-- Goals --
A) In the text on slavery in Stowe and Jacobs, switch "masters" to "owners" and give back the stretch from "In both Incidents" through "their former tyrants.".
B) Express the stretch of the listing from its start through the line containing "380,170,392,183", both ends included, as a JSON list of strings with one string per line. Skip blank lines and leave out the pictures.

-- Extract to read --
******************************
Not many people in those days of slavery knew the truth of what was really going on. And if they did, just pretended like they didn’t, spreading the false ideas that slaves were happy and well treated. The “peephole” or “loophole”, through which the women of Stowe and Jacobs’ narratives are able to look out onto the town or the plantation, becomes their links to the outside world. Although they have been completely cut off and isolated from society and almost everyone they love, they still find a way to stay connected. Stowe imagines this link as a haunting, where they literally are able to control and manipulate the situation. Jacobs on the other hand uses the peephole as a means of exposing the truth. She “haunts” the town of Edenton, North Carolina in a very different way. Linda Brent is able to look down upon the town and reveal all its secrets. Jacobs and Stowe use their stories of the oppressed women, and their haunting link between confinement and truth, as another link to the public. Using it as means of getting their messages out there for the public to see. Attempting to expose the truths, the truths about slavery that the public are so quick to shove under the rug and forget about.
The supernatural and gothic allusions throughout Stowe’s text play a big part in the resistance of slavery and fight for freedom. As Legree pursues his oppression of Tom, he has an upsetting vision of his dead mother and becomes temporarily paralyzed with fear by an apparition of a ghost in the fog. The fear caused by this apparition weakens Legree to the point that Cassy and Emmeline can trick him into believing that ghosts haunt the garret. This ploy enables them to escape.
Legree is a Godless man. In place of religion and spirituality, he has substituted it with superstition. He is an extremely superstitious person. Cassy and Emmeline use their knowledge of this to their advantage and trick him into believing that ghosts haunt the garret. They see their master’s weakness and they use it as a way to manipulate him, just as he has manipulated and oppressed them all those years. They are able to turn the table on their “master” and finally find a way to control him and the situation in their favor. Thus proving that modes of control aren’t always physical force but can be ideological as well. By getting under Legree’s skin and tapping into his fears, the women are able to control him more than if they had used force. They use Legree’s superstitious and sentimental tendencies both to punish him and to achieve freedom.
In both Incidents and Uncle Tom’s Cabin, the masters are under false impressions. Impressions intentionally and strategically placed there by the women, either by themselves or with the help of family. Dr. Flint thinks Linda has gone to the north, somewhere in New York or Massachusetts and Legree believes Cassie and Eliza to be long gone, when in reality all three women actually still stay dangerously close to their masters without being detected. Being able to deceive their oppressors while hiding right underneath their noses represents the control and power they have won over their former tyrants.
******************************
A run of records
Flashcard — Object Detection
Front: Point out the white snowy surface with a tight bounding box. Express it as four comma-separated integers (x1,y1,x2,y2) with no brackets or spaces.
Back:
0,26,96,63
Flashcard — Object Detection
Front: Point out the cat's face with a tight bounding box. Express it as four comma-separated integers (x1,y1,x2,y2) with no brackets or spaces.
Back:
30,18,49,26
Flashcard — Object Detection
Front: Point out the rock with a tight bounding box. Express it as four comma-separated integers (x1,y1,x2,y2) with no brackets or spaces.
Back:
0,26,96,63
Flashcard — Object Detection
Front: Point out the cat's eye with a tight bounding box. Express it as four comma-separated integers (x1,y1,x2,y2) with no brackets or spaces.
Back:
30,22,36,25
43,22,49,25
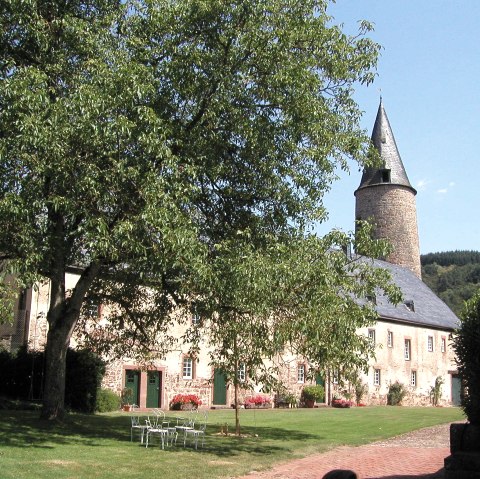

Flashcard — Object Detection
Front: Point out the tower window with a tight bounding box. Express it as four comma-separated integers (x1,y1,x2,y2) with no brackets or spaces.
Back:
380,170,392,183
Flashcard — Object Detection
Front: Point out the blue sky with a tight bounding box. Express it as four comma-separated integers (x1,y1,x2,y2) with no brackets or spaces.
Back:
******************************
-- Solved problems --
A)
In both Incidents and Uncle Tom’s Cabin, the owners are under false impressions. Impressions intentionally and strategically placed there by the women, either by themselves or with the help of family. Dr. Flint thinks Linda has gone to the north, somewhere in New York or Massachusetts and Legree believes Cassie and Eliza to be long gone, when in reality all three women actually still stay dangerously close to their owners without being detected. Being able to deceive their oppressors while hiding right underneath their noses represents the control and power they have won over their former tyrants.

B)
[
  "Flashcard — Object Detection",
  "Front: Point out the white snowy surface with a tight bounding box. Express it as four comma-separated integers (x1,y1,x2,y2) with no brackets or spaces.",
  "Back:",
  "0,26,96,63",
  "Flashcard — Object Detection",
  "Front: Point out the cat's face with a tight bounding box. Express it as four comma-separated integers (x1,y1,x2,y2) with no brackets or spaces.",
  "Back:",
  "30,18,49,26",
  "Flashcard — Object Detection",
  "Front: Point out the rock with a tight bounding box. Express it as four comma-separated integers (x1,y1,x2,y2) with no brackets or spaces.",
  "Back:",
  "0,26,96,63",
  "Flashcard — Object Detection",
  "Front: Point out the cat's eye with a tight bounding box. Express it as four comma-separated integers (x1,y1,x2,y2) with no brackets or spaces.",
  "Back:",
  "30,22,36,25",
  "43,22,49,25",
  "Flashcard — Object Detection",
  "Front: Point out the tower window with a tight bounding box. Express it as four comma-separated integers (x1,y1,x2,y2) with no brackets or spaces.",
  "Back:",
  "380,170,392,183"
]